======== Given information

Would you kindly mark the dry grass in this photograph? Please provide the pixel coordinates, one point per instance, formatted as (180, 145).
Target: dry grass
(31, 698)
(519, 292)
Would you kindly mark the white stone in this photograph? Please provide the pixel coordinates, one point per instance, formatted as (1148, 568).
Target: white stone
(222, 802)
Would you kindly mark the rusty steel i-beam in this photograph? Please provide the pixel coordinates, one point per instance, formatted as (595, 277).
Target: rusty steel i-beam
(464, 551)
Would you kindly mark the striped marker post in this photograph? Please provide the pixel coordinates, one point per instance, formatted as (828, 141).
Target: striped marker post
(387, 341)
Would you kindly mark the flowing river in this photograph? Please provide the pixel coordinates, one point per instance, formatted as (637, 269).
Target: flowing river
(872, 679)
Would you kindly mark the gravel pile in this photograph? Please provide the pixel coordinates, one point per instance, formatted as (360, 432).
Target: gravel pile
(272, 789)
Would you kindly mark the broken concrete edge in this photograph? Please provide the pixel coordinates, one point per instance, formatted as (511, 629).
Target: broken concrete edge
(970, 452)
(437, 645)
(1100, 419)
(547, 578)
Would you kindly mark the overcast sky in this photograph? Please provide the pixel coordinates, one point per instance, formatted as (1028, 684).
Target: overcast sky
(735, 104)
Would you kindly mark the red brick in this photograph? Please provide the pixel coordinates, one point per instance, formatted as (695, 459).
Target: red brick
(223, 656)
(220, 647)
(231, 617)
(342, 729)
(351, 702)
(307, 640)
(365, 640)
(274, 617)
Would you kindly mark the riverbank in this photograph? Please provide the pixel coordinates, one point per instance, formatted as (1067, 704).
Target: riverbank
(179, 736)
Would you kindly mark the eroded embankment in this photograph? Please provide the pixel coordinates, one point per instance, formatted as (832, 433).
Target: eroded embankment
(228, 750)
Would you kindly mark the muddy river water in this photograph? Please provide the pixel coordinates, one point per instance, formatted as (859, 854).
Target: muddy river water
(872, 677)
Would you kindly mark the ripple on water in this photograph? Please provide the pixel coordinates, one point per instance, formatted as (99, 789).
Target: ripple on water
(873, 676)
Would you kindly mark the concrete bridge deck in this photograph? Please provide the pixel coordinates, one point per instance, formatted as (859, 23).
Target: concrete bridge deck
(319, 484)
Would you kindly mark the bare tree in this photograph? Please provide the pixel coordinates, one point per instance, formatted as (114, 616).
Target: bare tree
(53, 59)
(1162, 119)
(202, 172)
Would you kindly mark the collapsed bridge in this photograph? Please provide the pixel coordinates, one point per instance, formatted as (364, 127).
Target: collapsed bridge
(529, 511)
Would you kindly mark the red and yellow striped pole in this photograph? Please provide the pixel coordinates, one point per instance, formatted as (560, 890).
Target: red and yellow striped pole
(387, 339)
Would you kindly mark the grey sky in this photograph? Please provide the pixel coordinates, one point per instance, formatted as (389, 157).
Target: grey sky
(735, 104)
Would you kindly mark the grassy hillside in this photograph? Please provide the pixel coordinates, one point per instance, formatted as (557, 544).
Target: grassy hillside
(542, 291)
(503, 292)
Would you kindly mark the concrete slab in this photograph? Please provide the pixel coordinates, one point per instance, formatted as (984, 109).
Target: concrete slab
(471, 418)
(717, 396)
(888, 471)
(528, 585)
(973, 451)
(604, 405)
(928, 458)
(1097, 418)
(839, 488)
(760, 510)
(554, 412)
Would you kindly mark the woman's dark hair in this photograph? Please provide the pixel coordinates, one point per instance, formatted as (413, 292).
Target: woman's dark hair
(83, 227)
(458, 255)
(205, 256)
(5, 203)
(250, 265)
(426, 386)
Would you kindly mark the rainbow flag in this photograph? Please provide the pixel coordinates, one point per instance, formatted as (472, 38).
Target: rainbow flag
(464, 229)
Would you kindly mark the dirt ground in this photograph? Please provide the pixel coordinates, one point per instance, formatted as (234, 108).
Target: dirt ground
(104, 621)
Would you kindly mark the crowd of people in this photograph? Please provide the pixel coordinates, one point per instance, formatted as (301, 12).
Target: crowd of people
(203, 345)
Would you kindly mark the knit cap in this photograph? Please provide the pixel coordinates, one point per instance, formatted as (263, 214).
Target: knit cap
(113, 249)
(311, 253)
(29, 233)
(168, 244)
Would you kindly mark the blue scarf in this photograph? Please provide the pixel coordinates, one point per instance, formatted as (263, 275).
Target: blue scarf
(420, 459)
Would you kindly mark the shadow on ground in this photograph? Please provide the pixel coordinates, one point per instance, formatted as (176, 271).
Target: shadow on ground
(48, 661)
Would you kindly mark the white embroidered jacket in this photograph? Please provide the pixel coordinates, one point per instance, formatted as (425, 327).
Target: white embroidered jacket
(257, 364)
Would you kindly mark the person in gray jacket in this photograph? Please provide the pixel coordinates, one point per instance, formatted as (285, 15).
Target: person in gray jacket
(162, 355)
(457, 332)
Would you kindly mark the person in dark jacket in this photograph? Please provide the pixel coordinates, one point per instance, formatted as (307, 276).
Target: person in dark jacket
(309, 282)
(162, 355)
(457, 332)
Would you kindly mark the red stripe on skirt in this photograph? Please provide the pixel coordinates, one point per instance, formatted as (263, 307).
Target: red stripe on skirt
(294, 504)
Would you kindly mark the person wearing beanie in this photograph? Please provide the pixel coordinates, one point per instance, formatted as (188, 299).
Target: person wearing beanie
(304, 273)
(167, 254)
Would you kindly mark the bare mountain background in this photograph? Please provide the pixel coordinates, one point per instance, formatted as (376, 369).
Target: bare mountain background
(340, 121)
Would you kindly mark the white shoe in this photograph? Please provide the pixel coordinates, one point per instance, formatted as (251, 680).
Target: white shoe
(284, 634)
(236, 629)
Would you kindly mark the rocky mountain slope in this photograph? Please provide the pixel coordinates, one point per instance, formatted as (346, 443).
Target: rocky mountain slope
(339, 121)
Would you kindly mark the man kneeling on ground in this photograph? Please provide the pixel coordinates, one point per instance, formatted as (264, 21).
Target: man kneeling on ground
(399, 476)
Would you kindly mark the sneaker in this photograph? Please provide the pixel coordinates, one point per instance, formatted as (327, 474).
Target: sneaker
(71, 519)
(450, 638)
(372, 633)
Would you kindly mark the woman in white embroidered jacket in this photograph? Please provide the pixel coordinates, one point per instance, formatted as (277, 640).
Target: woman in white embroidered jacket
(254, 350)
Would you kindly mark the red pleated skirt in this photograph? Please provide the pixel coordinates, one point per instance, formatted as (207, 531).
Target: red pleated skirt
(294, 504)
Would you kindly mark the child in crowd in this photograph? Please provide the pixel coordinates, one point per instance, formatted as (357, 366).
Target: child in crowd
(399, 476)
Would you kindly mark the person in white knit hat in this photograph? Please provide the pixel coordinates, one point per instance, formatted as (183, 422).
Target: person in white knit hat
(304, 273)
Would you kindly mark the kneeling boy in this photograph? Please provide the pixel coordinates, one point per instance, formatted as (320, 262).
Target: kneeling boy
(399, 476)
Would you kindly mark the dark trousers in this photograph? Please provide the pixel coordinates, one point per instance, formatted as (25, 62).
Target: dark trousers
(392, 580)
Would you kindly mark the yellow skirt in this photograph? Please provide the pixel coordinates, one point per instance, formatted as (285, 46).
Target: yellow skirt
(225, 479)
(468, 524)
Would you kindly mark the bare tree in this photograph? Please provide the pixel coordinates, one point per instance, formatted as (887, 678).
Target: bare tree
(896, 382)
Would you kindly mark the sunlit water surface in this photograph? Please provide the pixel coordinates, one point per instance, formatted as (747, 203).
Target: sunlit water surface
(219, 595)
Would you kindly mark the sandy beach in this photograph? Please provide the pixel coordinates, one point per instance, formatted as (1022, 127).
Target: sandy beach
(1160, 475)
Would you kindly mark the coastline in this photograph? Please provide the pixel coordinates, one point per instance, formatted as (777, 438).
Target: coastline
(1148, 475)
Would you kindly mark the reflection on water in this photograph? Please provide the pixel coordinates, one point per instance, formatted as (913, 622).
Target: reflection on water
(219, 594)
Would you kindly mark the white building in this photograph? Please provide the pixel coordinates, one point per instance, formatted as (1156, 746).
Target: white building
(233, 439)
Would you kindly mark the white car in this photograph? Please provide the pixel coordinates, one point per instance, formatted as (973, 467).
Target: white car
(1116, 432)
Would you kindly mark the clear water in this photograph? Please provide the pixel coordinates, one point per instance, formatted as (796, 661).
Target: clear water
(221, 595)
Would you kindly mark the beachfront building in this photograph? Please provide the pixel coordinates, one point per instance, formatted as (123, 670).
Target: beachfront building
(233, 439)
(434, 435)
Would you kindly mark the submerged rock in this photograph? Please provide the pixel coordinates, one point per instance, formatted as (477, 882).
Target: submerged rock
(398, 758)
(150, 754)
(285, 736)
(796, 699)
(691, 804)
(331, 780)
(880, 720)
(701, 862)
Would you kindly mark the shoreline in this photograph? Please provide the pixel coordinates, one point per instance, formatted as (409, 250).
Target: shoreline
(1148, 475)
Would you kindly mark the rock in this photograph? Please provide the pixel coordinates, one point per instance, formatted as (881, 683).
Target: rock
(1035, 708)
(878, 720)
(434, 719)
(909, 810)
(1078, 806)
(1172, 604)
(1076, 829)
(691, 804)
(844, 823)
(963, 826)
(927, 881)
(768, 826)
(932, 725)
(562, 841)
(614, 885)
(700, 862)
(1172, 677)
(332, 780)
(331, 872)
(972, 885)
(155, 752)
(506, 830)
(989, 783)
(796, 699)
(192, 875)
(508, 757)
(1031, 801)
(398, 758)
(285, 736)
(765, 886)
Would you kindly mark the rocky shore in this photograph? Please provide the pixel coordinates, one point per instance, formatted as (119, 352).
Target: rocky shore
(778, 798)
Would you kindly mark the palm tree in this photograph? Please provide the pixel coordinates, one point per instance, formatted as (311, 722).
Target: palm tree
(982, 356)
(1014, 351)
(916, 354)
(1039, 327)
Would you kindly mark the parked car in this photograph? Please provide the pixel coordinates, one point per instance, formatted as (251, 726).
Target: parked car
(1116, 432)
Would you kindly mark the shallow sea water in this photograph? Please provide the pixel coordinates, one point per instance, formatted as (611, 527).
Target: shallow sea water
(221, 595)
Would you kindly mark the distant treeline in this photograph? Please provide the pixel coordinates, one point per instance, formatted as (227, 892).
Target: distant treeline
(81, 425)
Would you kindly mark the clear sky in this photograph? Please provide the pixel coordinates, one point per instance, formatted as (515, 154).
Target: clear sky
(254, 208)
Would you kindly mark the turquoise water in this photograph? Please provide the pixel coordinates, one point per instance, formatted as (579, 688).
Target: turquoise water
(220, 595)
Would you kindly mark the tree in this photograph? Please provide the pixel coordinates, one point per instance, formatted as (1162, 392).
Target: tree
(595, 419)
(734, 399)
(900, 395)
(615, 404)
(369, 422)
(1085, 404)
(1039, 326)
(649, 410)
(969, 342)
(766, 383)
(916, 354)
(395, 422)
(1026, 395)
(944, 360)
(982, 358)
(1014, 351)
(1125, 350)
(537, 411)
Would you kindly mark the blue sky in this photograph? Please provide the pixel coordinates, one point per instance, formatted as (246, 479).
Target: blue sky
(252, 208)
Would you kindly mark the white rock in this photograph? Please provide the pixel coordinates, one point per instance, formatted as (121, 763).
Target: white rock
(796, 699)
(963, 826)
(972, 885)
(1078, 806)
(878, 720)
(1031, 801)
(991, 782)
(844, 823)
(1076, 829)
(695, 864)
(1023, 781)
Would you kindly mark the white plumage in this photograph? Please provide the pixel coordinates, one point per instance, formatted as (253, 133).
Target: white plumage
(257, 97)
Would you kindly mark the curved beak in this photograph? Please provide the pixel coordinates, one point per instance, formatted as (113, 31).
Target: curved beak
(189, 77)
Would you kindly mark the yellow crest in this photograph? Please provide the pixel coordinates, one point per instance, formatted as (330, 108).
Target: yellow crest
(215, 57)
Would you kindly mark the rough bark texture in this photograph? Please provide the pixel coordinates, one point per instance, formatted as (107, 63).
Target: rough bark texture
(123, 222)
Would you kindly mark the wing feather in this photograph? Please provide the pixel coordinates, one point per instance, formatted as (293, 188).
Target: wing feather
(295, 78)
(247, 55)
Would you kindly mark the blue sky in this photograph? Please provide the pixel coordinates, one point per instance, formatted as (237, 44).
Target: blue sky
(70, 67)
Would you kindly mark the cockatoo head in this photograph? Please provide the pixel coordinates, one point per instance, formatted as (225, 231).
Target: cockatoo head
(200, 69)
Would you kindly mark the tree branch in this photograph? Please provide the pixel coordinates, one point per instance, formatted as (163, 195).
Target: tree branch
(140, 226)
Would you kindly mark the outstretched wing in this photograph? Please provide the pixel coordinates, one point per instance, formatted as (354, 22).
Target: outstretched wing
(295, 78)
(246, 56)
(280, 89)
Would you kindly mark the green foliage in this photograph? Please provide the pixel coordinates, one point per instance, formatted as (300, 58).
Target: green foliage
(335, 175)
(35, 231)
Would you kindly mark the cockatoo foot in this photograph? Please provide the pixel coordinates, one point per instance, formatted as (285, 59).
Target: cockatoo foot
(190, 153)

================

[What you are asked to do]:
All that is needed is the exact run of lines above from the line containing "Would you kindly mark the white embroidered" through the line containing "Would you kindly mark the bare mountain", both of them included.

[Response box]:
Would you kindly mark the white embroidered jacket in this photograph? Please provide the pixel coordinates, one point per instance, formatted as (425, 327).
Target: white embroidered jacket
(257, 364)
Would you kindly mark the person in gray jacket in this photograph? Please provide the pixel coordinates, one point per instance, formatted as (285, 15).
Target: person in gray jacket
(162, 355)
(457, 332)
Would you kindly mark the person in dark jacket in this photograph? Please provide the pixel coordinates, one point per instance, formatted as (307, 276).
Target: person in dark jacket
(309, 282)
(162, 355)
(457, 332)
Would you kindly mark the red stripe on skirt in this photograph? Please provide the pixel coordinates, one point per instance, formatted as (263, 307).
Target: red stripe on skirt
(294, 504)
Would you kindly mark the person wearing beanie in this photograph? Please provide the pixel coordinates, one point per instance, formatted as (188, 299).
Target: person wearing beanie
(304, 273)
(167, 254)
Would you kindly mark the bare mountain background in this photograph? Please provide the pixel coordinates, one point per instance, formatted as (376, 369).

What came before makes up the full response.